Passage provided:
──────
Brigham Young University researchers, working with Canadian neuroscientists, have induced drug addiction in lab rats without exposing them to any dope. The experiment sheds fresh light on how opiates and other addictive agents "hijack" the brain's reward circuitry by altering neural receptors as if a switch were flipped, according to the article published Friday in the journal Science .
The study's findings could pave the way for medical interventions to unlock addiction's grip on the brain's "pleasure center," but more needs to be learned, said Scott Steffensen, a BYU neuroscientist who co-authored the study with three of his students and a team University of Toronto researchers.
"We are wired for pleasure," said Steffensen, a professor in the department of psychology. "Drugs overwhelm this system that is under tight regulation. It's a sad spiralling disregulation that takes place."
In other words, addicts lose the capacity to experience pleasure from food, skiing on a powder day, music, a baby's smile, sexual intimacy or any of the countless healthy activities that enhance our lives. Addicts' quest for pleasure fixates on a single chemical, which they believe they need to avoid the agonies of withdrawal, said lead author Hector Vargas-Perez, a neurobiologist in Toronto's department of molecular genetics.
──────
What the task requires:
According to the passage on addiction research, in which journal was the study published?

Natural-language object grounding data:
──────
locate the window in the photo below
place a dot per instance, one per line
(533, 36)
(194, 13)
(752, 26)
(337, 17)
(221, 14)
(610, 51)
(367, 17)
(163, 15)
──────
Answer section:
Science